Item set data tersimpan
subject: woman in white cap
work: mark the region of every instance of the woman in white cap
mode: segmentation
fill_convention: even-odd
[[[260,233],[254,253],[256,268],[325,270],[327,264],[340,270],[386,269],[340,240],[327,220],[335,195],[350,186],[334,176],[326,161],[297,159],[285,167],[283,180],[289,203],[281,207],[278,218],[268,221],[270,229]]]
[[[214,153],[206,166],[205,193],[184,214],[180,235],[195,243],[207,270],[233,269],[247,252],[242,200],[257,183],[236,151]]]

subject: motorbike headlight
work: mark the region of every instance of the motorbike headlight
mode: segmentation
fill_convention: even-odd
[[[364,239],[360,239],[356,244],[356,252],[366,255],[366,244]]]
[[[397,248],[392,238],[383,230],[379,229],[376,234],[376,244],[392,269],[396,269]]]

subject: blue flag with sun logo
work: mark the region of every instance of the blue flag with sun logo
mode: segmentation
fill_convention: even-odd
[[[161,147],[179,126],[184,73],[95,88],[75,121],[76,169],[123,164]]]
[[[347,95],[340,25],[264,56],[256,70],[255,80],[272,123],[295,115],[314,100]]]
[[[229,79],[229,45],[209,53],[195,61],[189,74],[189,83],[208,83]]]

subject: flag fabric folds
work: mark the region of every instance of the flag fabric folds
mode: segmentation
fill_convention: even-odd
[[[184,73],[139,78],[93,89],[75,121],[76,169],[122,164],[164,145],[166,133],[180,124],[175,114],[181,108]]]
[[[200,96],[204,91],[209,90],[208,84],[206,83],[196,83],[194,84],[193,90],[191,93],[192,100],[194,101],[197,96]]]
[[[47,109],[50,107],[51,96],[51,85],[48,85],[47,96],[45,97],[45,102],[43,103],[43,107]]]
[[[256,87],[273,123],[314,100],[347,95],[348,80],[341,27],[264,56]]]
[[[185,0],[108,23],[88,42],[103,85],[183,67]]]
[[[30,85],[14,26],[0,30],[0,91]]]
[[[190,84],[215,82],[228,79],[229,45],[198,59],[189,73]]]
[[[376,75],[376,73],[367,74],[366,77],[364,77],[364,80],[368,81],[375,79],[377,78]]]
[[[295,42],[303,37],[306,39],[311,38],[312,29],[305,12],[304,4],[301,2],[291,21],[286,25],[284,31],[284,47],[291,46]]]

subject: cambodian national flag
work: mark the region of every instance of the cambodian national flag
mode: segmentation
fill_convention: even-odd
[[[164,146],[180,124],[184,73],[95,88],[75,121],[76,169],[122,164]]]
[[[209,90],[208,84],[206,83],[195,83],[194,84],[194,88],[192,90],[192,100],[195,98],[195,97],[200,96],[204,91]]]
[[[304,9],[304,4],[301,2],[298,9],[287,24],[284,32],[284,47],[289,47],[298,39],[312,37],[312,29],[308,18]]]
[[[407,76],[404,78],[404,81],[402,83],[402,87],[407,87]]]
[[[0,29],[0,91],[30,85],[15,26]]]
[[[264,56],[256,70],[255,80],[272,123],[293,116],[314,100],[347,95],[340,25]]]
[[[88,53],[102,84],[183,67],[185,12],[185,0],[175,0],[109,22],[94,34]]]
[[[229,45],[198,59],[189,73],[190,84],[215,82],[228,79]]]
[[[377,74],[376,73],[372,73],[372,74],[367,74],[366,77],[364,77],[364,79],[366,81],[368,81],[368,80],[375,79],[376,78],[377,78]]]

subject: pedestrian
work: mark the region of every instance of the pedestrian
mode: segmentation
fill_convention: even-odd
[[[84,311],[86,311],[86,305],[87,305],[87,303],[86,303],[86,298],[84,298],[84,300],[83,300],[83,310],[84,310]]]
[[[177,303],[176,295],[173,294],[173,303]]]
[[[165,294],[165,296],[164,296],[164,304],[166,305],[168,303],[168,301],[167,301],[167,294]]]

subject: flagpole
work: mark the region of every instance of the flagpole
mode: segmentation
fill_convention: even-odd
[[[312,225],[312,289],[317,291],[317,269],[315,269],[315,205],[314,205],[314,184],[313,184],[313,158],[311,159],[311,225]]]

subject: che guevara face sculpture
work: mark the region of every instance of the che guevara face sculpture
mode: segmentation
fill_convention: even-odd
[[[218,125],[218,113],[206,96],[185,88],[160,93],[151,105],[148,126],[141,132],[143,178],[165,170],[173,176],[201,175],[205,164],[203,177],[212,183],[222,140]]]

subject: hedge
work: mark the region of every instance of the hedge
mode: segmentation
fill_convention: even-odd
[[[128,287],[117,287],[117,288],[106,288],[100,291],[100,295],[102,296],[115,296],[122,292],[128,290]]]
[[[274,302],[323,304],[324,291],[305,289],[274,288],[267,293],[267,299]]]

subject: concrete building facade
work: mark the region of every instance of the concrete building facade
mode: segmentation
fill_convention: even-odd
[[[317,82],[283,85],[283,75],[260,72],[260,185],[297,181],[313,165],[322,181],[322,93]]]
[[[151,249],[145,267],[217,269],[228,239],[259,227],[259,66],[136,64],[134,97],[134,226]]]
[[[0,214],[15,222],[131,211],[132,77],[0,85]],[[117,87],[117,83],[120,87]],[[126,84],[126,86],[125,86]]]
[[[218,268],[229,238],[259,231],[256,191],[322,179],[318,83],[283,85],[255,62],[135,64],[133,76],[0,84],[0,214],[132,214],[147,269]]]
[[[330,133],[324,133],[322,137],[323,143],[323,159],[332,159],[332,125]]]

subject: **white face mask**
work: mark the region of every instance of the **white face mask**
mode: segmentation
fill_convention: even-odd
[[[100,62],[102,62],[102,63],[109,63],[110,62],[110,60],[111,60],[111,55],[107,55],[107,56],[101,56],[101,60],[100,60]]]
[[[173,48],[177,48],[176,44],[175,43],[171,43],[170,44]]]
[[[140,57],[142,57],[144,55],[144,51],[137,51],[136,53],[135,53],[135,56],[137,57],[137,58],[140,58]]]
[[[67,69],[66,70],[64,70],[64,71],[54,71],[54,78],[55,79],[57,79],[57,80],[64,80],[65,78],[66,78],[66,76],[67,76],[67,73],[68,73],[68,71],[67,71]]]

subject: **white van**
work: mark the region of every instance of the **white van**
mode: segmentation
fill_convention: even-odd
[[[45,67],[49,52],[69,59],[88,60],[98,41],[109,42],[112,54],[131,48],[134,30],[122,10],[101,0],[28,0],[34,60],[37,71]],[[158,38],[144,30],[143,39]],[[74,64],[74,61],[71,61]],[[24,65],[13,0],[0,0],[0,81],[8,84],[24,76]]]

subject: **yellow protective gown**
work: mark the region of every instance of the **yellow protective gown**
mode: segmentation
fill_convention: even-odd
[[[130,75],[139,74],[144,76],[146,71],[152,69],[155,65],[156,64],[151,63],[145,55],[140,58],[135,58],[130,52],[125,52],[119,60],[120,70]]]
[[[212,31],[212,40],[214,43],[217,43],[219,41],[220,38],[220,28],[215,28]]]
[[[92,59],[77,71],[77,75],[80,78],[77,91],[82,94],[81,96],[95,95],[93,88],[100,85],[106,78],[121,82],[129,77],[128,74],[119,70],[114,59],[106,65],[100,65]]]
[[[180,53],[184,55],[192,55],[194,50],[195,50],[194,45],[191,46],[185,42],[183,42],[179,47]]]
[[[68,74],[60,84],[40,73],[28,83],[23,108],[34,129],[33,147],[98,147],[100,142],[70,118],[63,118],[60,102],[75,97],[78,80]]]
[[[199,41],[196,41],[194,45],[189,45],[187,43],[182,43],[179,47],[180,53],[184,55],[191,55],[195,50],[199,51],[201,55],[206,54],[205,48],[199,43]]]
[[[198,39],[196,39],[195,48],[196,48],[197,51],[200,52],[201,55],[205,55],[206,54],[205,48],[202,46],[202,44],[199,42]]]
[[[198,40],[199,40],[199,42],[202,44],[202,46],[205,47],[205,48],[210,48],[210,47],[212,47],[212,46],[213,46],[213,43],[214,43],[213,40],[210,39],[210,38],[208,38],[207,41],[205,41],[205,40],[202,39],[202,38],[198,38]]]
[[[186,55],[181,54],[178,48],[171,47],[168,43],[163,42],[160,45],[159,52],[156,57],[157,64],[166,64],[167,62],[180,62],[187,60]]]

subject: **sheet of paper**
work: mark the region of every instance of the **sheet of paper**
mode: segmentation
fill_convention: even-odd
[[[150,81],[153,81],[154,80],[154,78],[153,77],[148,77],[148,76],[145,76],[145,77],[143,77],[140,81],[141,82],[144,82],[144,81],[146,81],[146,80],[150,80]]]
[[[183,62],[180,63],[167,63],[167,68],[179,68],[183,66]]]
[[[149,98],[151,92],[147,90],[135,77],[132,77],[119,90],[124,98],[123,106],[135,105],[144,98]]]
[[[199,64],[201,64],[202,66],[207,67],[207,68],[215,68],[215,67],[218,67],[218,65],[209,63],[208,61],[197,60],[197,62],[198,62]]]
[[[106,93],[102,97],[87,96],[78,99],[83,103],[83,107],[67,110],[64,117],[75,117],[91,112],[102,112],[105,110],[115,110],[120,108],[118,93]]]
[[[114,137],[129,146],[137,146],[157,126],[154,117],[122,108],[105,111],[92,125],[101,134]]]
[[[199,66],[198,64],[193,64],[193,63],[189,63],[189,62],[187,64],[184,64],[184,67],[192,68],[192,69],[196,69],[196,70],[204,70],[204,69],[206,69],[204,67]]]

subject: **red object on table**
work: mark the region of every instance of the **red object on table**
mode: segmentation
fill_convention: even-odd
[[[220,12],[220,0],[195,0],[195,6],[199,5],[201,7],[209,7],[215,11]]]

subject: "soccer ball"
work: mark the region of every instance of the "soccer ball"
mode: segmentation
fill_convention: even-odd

DESKRIPSI TUGAS: Salinlah tanpa perubahan baris-baris daftar di atas, mulai dari baris yang memuat "subject: **white face mask**" dan berakhir pada baris yang memuat "[[[173,48],[177,48],[176,44],[175,43],[171,43],[170,44]]]".

PENYELESAIAN SOAL:
subject: **white face mask**
work: mark the region of every instance of the **white face mask**
mode: segmentation
fill_convention: even-odd
[[[100,62],[102,62],[102,63],[109,63],[110,62],[110,60],[111,60],[111,55],[107,55],[107,56],[101,56],[101,60],[100,60]]]
[[[173,48],[177,48],[176,44],[175,43],[171,43],[170,44]]]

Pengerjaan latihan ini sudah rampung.